START Source document

Restaurant information
- Owner: Josh Grunig
- Food type: Jewish
- Location: Seattle, King, Washington, United States
- Coordinates: 47°42′56″N 122°18′44″W﻿ / ﻿47.71556°N 122.31225°W
- Website: zylberschtein.com

= Zylberschtein's =

Jewish deli in Seattle, Washington, U.S.

Zylberschtein's is a Jewish deli and bakery in the Pinehurst neighborhood of northern Seattle, Washington, United States. The deli is named after owner Josh Grunig's great grandfather Morris Zylberschtein.

== Description ==
Owned by Josh Grunig, the delicatessen offers bagels and other breads, sandwiches, cakes, and pastries such as hamentashen. For Hanukkah, the deli has served "brisket-and-latke" dinners and offered special take-out meals. For Passover Seder, Zylberschtein's has sold take-out meals with vegetarian jackfruit brisket, roasted vegetables, matzo ball or roast vegetable soup, charoset, and matzah. In 2022, the meals included brisket, harissa roasted chicken, caraway carrots, fingerling potatoes, matzo ball soup, chopped liver, and coconut chocolate macaroons.

END Source document

__Exercise requirements__
List the dishes that the deli article says were included in the 2022 Passover Seder meals.

START Data extracts

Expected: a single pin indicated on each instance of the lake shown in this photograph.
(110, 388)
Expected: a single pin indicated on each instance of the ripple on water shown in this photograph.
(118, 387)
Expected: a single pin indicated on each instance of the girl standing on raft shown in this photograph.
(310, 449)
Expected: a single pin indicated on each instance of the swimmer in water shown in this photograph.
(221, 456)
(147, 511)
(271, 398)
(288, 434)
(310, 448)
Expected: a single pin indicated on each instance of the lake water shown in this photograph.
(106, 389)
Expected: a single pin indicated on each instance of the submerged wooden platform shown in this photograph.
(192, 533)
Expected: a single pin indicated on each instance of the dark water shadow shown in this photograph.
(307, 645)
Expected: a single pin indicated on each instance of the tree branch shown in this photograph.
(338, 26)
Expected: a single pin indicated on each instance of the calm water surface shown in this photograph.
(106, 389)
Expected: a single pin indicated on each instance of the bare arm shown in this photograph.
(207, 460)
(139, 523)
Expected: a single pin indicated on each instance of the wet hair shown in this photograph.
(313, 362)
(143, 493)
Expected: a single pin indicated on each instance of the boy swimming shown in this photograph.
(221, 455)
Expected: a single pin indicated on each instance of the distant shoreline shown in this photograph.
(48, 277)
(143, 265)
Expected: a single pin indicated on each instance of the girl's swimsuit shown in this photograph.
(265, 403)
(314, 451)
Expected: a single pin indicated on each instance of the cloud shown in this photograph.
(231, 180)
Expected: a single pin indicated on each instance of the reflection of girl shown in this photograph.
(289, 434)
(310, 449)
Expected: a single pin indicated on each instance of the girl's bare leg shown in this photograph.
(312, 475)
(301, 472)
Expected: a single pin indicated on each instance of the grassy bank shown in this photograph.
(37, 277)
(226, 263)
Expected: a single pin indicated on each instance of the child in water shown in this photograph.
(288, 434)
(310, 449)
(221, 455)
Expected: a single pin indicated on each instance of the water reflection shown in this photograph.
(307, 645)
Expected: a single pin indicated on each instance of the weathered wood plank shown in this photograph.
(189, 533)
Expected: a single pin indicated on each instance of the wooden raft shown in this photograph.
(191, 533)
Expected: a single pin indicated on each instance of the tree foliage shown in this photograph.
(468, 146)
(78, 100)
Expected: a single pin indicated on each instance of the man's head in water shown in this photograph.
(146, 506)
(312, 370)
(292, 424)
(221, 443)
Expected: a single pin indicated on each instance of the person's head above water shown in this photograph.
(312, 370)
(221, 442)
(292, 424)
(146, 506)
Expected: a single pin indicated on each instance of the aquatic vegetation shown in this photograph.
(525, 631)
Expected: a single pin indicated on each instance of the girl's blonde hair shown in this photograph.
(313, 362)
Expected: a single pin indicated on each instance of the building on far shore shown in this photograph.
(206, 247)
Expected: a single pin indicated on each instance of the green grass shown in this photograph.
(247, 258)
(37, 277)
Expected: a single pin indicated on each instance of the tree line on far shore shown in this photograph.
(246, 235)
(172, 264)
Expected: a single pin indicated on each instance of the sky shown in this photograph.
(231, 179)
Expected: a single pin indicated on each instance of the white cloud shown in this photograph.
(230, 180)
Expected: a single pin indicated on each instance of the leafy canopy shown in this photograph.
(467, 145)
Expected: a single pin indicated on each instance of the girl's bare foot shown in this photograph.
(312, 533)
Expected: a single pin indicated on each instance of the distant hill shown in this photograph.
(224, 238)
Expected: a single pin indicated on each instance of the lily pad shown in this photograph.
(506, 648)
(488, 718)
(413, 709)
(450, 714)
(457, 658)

END Data extracts

__Output below__
brisket, harissa roasted chicken, caraway carrots, fingerling potatoes, matzo ball soup, chopped liver, coconut chocolate macaroons